* [What is asked]
Reproduce the lines below word for word, leaving out the pictures.
——
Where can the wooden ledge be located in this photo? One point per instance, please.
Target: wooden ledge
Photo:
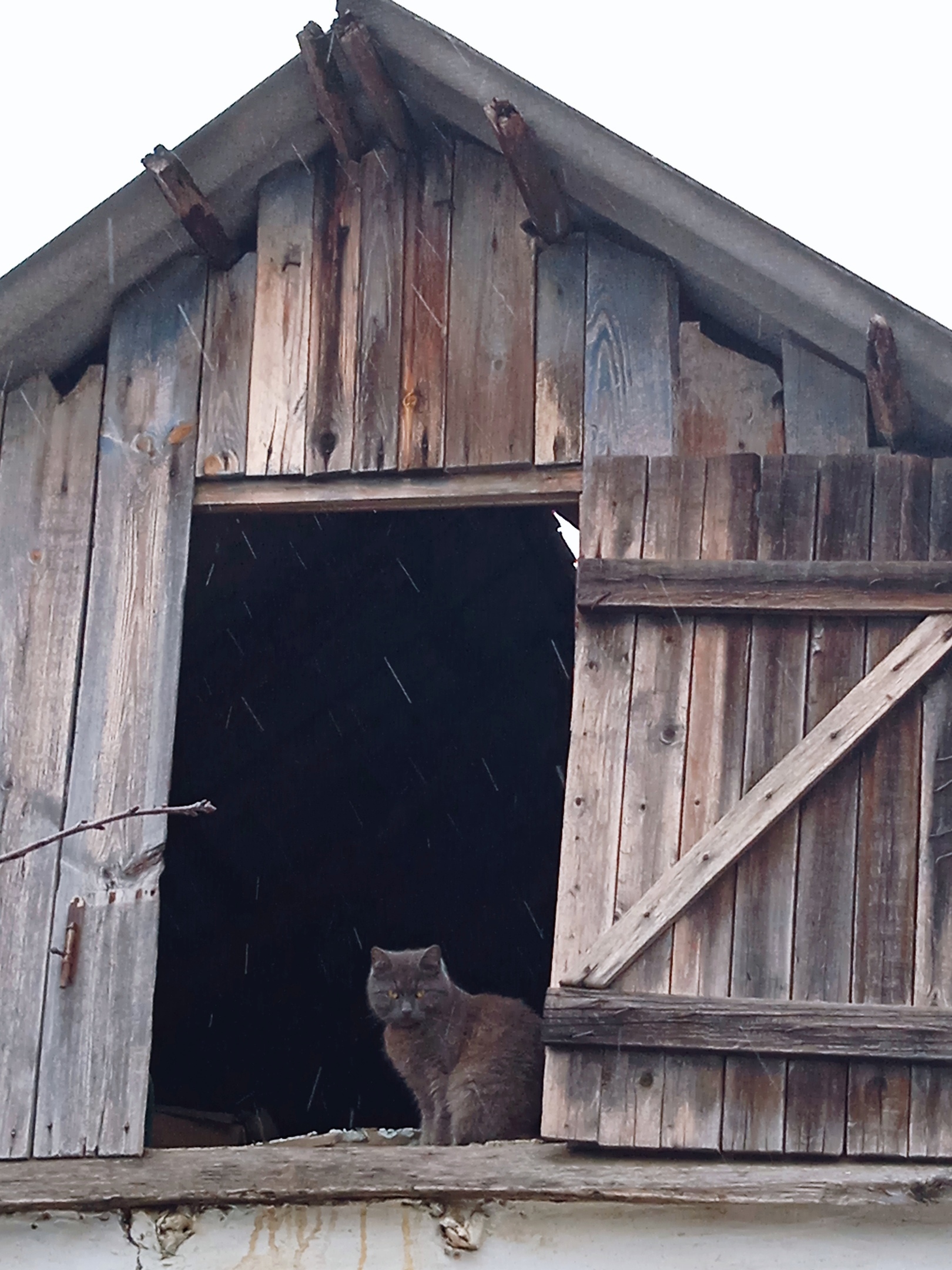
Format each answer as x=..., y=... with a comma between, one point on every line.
x=284, y=1174
x=748, y=1025
x=767, y=586
x=499, y=487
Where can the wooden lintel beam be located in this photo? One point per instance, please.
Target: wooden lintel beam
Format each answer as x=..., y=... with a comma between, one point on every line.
x=829, y=742
x=746, y=1025
x=889, y=400
x=546, y=487
x=192, y=208
x=767, y=586
x=542, y=195
x=329, y=91
x=387, y=105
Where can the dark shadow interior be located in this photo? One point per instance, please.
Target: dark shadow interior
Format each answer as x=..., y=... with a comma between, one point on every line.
x=378, y=707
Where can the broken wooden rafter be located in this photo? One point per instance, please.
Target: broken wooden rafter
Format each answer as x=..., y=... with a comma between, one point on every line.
x=781, y=789
x=387, y=105
x=542, y=195
x=891, y=408
x=192, y=208
x=329, y=91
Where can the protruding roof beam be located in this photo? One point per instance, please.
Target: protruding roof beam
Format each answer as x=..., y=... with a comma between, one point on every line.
x=544, y=197
x=891, y=408
x=387, y=105
x=333, y=107
x=192, y=208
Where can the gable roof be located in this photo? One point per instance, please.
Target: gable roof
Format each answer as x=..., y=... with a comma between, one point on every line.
x=736, y=267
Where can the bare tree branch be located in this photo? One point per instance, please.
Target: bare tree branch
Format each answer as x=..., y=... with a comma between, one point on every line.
x=202, y=808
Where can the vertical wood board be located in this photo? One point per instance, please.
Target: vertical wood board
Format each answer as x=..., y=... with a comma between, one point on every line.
x=336, y=294
x=383, y=206
x=48, y=474
x=755, y=1088
x=560, y=351
x=815, y=1115
x=631, y=352
x=726, y=402
x=490, y=362
x=824, y=407
x=280, y=352
x=425, y=308
x=97, y=1033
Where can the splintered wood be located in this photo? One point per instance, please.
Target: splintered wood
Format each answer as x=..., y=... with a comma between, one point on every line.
x=832, y=895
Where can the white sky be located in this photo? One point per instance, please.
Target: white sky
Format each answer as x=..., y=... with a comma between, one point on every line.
x=829, y=120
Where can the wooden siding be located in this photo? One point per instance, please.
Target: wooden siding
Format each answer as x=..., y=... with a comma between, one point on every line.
x=823, y=910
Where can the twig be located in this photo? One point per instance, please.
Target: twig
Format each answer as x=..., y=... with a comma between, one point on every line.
x=202, y=808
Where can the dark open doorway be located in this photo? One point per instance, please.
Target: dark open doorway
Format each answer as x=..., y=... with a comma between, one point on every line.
x=378, y=707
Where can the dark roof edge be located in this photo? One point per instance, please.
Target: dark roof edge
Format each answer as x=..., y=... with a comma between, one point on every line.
x=752, y=276
x=58, y=304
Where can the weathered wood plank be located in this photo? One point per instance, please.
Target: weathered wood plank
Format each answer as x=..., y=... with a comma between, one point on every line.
x=755, y=1089
x=612, y=513
x=824, y=407
x=226, y=375
x=336, y=295
x=492, y=316
x=97, y=1033
x=884, y=937
x=279, y=395
x=48, y=473
x=560, y=351
x=425, y=308
x=931, y=1097
x=714, y=771
x=631, y=346
x=746, y=1025
x=829, y=742
x=776, y=586
x=383, y=213
x=828, y=820
x=654, y=783
x=658, y=721
x=552, y=487
x=726, y=403
x=297, y=1174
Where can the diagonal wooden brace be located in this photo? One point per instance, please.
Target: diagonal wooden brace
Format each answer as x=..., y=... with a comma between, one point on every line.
x=843, y=728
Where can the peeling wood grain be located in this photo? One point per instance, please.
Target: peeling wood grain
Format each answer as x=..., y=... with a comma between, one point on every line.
x=226, y=375
x=383, y=206
x=280, y=352
x=97, y=1033
x=48, y=474
x=726, y=402
x=492, y=316
x=336, y=298
x=560, y=351
x=425, y=308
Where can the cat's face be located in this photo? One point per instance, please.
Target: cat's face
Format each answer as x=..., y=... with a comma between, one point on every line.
x=408, y=988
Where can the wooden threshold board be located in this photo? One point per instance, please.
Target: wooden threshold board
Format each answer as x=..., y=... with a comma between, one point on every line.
x=294, y=1174
x=747, y=1025
x=549, y=487
x=768, y=586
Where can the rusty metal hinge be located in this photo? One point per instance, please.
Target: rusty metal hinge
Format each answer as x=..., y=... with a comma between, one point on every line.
x=70, y=949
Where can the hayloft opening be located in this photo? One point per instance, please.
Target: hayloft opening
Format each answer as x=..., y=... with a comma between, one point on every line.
x=378, y=707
——
* [Reply to the exercise]
Where can the wooden ledge be located in this photo? One point per instance, please.
Target: wooden ledge
Photo:
Format each answer as x=..., y=... with a comma between, one point on every line.
x=284, y=1174
x=748, y=1025
x=767, y=586
x=499, y=487
Where can the wooden lintel beam be located in this photo? One point per instance, please.
Target: wooden lintel beam
Format each answer as x=..., y=... with a comma between, one point on every line.
x=829, y=742
x=746, y=1025
x=889, y=400
x=546, y=487
x=192, y=208
x=767, y=586
x=542, y=195
x=329, y=91
x=387, y=105
Where can the dark shadow interior be located in this photo? One point per instance, please.
Target: dark shadow interior
Format each answer as x=..., y=... with a comma between, one point on every line.
x=378, y=707
Where can the broken wooden rafter be located in this photo? One point per instance, please.
Target: broken wooden rafter
Format each answer as x=..., y=... with a comma between, one point on every line.
x=781, y=789
x=387, y=105
x=542, y=195
x=891, y=408
x=192, y=208
x=329, y=91
Where can the protruding roof beam be located in this photo? One point per instance, please.
Target: protruding roof beam
Format each answer as x=..., y=... with a comma between, one point on every line.
x=544, y=197
x=891, y=408
x=387, y=105
x=333, y=107
x=192, y=208
Where can the gable roof be located in this photo? One point per instance, please.
Target: gable roof
Format each answer as x=..., y=... with a comma between, one point on every line.
x=736, y=267
Where can the bare tree branch be located in this photo? One point per instance, please.
Target: bare tree branch
Format each answer as x=..., y=... with a comma between, one point on every line.
x=202, y=808
Where can the vertical wood board be located in this photo? One point per instance, please.
Target: vertical wood board
Format each answer as x=..., y=... with a comma between, one point on every line.
x=336, y=294
x=383, y=206
x=48, y=474
x=755, y=1088
x=560, y=351
x=815, y=1115
x=631, y=352
x=726, y=402
x=490, y=362
x=824, y=407
x=280, y=352
x=425, y=308
x=97, y=1033
Where can the splintered wood be located in this photo? One point per instance, please.
Target: splintered wood
Format each answer as x=..., y=... with a comma between, one point on every line.
x=832, y=895
Where can the white sky be located in this photo? One point per instance, please.
Target: white sky
Format each answer as x=..., y=... with a comma between, one point on every line.
x=829, y=120
Where can the wooden siding be located in this photo? One point per instance, please.
Target: wooden siding
Format each answer as x=..., y=... with a comma between, one point on every line.
x=823, y=910
Where can the twig be located in this photo? One point per instance, please.
Target: twig
Format each answer as x=..., y=... with a comma between, one point on every line.
x=202, y=808
Where can the dark open doorway be located in this photo? One point per instance, please.
Target: dark open doorway
Format each answer as x=..., y=... with a comma between, one point on every line.
x=378, y=707
Where can the dark roof edge be located in this photo? One point per instance, please.
Target: dark roof edge
Format each answer as x=..., y=... with a comma between, one point on every line.
x=752, y=276
x=58, y=304
Where can the weathered wood plank be located in this photo? One point per instance, please.
Target: weathered wood plank
Format each answer as x=..., y=... with a comma between, one point on every line.
x=755, y=1089
x=612, y=513
x=824, y=407
x=226, y=375
x=336, y=295
x=492, y=316
x=97, y=1033
x=884, y=937
x=279, y=395
x=48, y=473
x=560, y=351
x=425, y=308
x=931, y=1097
x=714, y=771
x=631, y=346
x=746, y=1025
x=829, y=742
x=776, y=586
x=383, y=213
x=828, y=820
x=654, y=783
x=658, y=721
x=552, y=487
x=726, y=403
x=297, y=1174
Where can the diagonal wooden brace be located in this photo? One point per instance, please.
Target: diagonal wooden brace
Format each answer as x=..., y=... with a comma between, one point on every line.
x=843, y=728
Where can the peeling wood grain be located in this photo? One point per instance, please.
Target: peeling wood grain
Format each answer as x=..., y=... with a comma between, one point on every line.
x=226, y=375
x=383, y=206
x=280, y=352
x=97, y=1033
x=48, y=474
x=726, y=402
x=492, y=316
x=336, y=298
x=560, y=351
x=425, y=308
Where can the cat's face be located in this photo? One point per instance, please.
Target: cat's face
Format each answer as x=..., y=... with a comma between, one point on every line.
x=408, y=988
Where can the wooden threshold board be located in this photo? One point per instance, please.
Target: wooden threshold board
Format each answer as x=..., y=... with a comma between, one point on every line.
x=294, y=1174
x=747, y=1025
x=549, y=487
x=768, y=586
Where can the rusty metal hinge be located in this photo? One point per instance, please.
Target: rusty metal hinge
Format each answer as x=..., y=... with a comma between, one point on every line.
x=70, y=949
Where can the hayloft opening be located in this photo? One point per instance, please.
Target: hayloft opening
Format each answer as x=..., y=... with a comma between, one point on every line.
x=378, y=707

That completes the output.